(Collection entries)
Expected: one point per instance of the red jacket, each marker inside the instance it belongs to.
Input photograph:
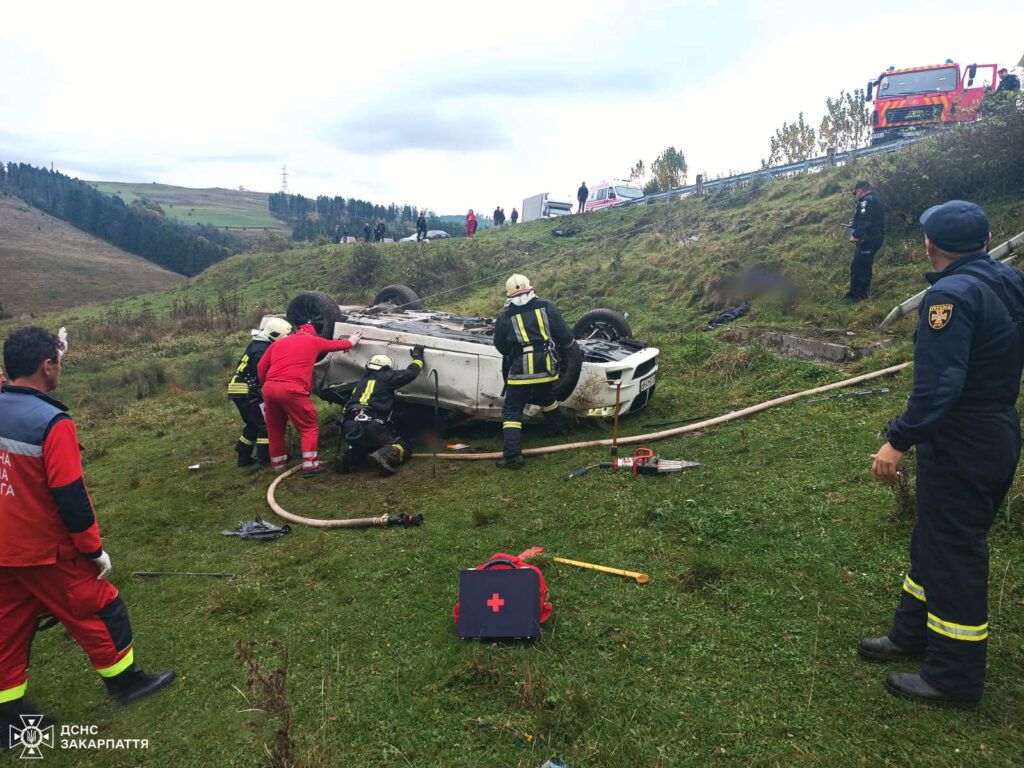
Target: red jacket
(291, 359)
(44, 505)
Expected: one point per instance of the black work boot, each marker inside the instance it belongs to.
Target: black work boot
(388, 459)
(510, 462)
(10, 718)
(133, 684)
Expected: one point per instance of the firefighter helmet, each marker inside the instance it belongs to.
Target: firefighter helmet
(516, 285)
(274, 328)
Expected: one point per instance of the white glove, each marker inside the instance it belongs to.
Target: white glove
(103, 563)
(62, 339)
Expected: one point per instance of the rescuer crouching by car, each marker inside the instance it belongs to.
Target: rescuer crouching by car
(367, 425)
(526, 332)
(52, 562)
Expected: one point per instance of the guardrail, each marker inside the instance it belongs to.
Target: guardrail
(769, 173)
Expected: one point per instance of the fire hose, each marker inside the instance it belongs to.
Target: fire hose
(404, 520)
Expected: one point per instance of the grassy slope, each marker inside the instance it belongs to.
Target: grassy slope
(767, 562)
(217, 207)
(48, 264)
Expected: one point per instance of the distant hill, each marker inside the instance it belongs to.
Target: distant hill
(47, 264)
(236, 209)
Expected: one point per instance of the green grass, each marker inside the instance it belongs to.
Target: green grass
(767, 562)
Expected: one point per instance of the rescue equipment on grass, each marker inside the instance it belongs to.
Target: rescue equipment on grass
(643, 462)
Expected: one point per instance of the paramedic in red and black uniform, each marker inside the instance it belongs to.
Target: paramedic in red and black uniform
(51, 557)
(286, 372)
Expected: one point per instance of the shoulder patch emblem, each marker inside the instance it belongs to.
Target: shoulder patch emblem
(939, 314)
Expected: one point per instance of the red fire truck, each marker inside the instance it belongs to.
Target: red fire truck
(911, 100)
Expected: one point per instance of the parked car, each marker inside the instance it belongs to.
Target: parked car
(461, 349)
(431, 235)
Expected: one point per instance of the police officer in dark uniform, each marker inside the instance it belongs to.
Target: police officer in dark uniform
(526, 333)
(968, 357)
(867, 231)
(244, 390)
(367, 425)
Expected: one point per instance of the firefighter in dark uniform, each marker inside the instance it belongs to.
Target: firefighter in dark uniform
(968, 357)
(527, 333)
(244, 390)
(867, 231)
(52, 561)
(367, 425)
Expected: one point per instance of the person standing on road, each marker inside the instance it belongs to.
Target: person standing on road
(367, 425)
(52, 561)
(286, 376)
(968, 358)
(582, 194)
(868, 230)
(526, 333)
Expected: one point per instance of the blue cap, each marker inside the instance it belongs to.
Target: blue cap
(956, 226)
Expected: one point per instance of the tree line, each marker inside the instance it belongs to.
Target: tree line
(330, 217)
(140, 228)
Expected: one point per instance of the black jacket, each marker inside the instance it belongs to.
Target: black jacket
(527, 336)
(245, 383)
(869, 220)
(968, 351)
(375, 392)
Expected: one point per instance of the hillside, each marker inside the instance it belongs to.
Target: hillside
(48, 264)
(222, 208)
(767, 562)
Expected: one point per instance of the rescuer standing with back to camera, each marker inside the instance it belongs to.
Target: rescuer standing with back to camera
(526, 333)
(968, 357)
(868, 229)
(52, 560)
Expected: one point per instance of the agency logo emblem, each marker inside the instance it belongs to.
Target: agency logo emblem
(32, 736)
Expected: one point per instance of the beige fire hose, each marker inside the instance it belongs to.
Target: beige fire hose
(384, 520)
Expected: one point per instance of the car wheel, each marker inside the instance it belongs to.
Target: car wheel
(569, 366)
(402, 297)
(602, 324)
(316, 308)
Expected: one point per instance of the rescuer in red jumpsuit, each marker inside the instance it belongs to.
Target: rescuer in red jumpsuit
(286, 372)
(52, 561)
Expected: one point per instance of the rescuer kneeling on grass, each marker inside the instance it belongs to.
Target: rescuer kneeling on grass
(968, 356)
(367, 424)
(526, 333)
(286, 373)
(244, 390)
(52, 561)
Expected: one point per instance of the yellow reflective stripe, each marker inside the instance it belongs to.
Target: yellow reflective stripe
(365, 397)
(912, 589)
(957, 631)
(523, 336)
(540, 323)
(121, 666)
(11, 693)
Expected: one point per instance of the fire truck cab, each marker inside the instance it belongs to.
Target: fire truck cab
(911, 100)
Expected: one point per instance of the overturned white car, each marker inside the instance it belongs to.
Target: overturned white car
(606, 363)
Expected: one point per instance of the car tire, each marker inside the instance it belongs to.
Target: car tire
(569, 366)
(602, 324)
(316, 308)
(401, 296)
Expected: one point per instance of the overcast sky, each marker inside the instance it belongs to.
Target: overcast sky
(446, 104)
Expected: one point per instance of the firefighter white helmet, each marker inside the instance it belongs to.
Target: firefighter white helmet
(379, 361)
(274, 328)
(516, 285)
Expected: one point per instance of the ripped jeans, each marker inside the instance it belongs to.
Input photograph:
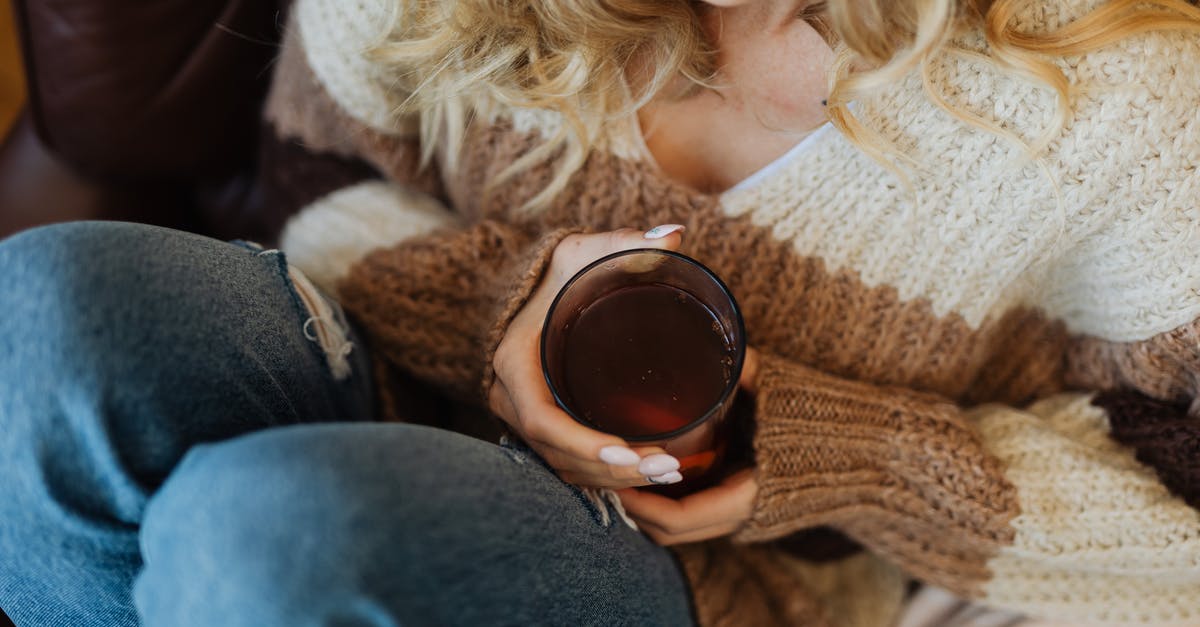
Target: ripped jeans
(175, 449)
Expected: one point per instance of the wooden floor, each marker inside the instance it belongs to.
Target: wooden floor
(12, 89)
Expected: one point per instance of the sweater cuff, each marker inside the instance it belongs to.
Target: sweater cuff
(522, 286)
(864, 459)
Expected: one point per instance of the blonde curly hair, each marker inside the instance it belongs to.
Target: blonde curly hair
(597, 61)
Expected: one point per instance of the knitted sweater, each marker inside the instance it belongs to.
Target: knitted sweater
(989, 383)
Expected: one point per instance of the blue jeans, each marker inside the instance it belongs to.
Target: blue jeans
(174, 451)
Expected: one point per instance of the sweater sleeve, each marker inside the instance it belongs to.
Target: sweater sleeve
(1036, 509)
(431, 290)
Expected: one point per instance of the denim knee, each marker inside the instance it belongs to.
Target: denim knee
(388, 524)
(305, 525)
(124, 345)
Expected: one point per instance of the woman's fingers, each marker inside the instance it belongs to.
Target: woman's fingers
(701, 515)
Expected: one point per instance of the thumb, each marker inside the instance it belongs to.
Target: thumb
(577, 251)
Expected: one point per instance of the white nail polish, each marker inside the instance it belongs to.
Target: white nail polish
(619, 457)
(658, 464)
(661, 231)
(666, 479)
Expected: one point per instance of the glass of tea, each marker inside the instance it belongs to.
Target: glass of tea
(648, 345)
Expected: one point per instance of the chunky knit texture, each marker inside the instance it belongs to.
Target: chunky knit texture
(931, 359)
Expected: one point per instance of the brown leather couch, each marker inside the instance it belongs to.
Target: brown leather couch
(145, 112)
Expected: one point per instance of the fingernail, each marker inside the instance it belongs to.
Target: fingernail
(666, 479)
(658, 464)
(619, 457)
(663, 231)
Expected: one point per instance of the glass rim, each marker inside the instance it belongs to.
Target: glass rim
(730, 388)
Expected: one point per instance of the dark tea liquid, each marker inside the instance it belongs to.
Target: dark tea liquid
(645, 360)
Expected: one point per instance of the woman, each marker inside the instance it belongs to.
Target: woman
(996, 224)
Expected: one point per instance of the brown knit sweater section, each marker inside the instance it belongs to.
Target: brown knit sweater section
(876, 416)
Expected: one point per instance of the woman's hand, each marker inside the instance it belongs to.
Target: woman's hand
(703, 515)
(706, 514)
(520, 396)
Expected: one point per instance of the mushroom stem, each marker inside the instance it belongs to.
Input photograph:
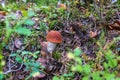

#### Problem statement:
Show every line of the material that contains the string "police", treating uppercase and lowercase letters as distinct.

#### Written reply:
Expected: one point per instance of the police officer in dark uniform, each marker inside the instance it belongs to.
Target: police officer in dark uniform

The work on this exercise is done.